● EXTRACTED INFORMATION:
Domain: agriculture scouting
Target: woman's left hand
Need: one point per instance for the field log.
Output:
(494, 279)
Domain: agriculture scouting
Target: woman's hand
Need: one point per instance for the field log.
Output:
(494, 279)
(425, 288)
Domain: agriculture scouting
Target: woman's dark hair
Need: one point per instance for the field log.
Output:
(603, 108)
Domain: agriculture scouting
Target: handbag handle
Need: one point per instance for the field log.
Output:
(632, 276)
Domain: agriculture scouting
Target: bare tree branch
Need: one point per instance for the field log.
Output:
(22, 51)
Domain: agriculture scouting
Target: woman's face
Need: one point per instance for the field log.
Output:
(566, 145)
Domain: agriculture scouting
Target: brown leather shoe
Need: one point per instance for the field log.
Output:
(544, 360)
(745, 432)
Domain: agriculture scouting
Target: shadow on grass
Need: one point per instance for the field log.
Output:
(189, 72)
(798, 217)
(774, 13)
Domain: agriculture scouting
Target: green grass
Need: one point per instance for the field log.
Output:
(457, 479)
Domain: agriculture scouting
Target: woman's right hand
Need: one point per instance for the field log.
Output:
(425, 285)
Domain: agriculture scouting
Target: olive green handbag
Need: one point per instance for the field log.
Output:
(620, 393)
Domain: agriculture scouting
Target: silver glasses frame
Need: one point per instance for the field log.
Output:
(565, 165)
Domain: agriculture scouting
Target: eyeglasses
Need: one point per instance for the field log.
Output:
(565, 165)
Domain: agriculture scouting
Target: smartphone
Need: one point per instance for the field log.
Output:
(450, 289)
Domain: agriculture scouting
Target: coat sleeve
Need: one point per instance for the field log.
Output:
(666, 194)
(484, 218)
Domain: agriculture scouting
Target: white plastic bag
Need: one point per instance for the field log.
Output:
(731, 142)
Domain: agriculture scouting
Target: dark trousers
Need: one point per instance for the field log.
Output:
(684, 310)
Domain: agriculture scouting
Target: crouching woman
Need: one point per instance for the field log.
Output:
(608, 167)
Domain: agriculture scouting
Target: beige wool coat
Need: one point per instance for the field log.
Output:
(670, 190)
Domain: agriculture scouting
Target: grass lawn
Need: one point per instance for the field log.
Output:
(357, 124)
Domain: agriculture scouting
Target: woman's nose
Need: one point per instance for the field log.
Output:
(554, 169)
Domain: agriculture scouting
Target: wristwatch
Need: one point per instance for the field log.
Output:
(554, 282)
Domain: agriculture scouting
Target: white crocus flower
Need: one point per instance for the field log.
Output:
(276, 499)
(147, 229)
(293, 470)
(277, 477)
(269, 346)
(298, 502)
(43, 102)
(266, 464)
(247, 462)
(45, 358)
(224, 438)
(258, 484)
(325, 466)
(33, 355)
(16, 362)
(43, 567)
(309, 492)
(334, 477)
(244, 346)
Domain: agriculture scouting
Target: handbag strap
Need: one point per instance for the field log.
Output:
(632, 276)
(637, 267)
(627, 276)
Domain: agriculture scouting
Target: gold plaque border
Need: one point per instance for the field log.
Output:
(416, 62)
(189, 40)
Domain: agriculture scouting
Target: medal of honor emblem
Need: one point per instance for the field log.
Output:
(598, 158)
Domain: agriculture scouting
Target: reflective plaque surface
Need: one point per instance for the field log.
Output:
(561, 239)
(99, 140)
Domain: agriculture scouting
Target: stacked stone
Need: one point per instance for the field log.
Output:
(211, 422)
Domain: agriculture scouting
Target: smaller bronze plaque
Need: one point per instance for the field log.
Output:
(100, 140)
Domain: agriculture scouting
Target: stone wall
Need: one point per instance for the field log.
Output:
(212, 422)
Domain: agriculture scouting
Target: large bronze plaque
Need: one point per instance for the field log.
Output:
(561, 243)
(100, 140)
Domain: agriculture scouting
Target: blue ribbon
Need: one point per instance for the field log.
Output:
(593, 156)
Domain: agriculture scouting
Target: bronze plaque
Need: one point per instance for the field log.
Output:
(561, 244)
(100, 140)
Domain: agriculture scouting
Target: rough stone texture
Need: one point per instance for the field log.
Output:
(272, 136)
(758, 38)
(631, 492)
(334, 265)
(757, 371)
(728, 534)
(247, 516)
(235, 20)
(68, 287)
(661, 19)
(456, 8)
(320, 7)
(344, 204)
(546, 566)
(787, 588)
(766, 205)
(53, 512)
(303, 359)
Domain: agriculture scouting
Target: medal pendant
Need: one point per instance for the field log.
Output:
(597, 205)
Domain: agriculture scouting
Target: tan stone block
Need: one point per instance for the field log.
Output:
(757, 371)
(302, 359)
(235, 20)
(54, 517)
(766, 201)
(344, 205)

---

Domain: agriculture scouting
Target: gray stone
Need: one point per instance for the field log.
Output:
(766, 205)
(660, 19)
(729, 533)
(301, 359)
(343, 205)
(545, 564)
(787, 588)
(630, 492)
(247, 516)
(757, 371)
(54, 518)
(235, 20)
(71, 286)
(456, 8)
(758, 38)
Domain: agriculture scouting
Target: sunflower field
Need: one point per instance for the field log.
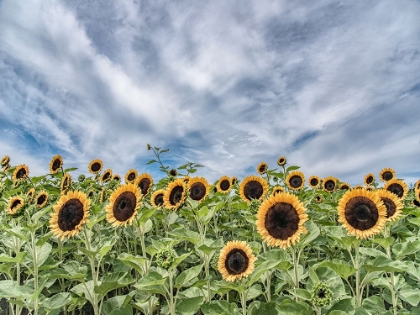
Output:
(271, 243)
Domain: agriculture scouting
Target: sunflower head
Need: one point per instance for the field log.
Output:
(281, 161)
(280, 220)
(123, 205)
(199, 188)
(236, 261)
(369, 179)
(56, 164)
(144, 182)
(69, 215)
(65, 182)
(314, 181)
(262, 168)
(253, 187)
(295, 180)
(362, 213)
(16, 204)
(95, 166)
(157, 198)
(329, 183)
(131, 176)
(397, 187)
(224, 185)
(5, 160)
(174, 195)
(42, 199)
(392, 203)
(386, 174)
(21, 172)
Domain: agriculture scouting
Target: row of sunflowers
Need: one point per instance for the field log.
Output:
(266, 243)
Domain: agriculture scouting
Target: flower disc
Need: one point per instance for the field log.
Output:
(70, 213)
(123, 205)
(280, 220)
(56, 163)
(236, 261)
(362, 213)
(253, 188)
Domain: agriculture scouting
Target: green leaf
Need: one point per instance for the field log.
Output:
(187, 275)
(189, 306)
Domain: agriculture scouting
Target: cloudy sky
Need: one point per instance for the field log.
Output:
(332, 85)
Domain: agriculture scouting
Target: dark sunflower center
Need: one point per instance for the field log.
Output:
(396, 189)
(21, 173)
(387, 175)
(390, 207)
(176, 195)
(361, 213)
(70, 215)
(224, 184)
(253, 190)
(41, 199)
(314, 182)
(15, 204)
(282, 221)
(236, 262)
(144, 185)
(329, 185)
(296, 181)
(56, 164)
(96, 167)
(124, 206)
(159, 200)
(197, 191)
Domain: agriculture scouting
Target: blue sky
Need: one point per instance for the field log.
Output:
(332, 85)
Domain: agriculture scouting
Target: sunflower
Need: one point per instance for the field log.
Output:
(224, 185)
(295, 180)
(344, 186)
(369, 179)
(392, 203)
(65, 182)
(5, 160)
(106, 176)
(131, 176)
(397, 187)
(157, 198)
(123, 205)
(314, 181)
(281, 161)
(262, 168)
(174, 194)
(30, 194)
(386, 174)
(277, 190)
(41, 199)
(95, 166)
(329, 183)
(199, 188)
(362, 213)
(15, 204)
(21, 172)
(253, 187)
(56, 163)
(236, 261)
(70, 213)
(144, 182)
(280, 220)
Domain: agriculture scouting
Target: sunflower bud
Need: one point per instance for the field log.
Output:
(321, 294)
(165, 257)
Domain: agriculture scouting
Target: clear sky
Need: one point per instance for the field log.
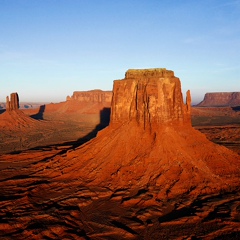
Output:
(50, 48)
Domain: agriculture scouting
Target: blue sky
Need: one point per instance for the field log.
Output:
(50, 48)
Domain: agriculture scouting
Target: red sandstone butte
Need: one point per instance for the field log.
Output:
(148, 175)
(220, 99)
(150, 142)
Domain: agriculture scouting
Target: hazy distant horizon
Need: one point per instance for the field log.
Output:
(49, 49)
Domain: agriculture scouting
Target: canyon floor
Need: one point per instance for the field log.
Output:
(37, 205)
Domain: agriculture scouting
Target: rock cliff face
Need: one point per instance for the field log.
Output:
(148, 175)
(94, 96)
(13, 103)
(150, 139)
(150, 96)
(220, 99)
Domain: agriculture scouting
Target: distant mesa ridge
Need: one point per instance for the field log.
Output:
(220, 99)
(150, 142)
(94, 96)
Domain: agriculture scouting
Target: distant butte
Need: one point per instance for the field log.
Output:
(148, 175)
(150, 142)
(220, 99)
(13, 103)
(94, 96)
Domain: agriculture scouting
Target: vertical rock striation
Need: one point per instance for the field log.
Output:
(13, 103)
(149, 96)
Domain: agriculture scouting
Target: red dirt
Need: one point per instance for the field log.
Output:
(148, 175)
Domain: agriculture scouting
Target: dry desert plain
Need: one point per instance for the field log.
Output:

● TASK INSTRUCTIONS: Using the records above, copy each line that contains "white".

● RESPONSE AREA:
Target: white plastic bag
Target: white crocus flower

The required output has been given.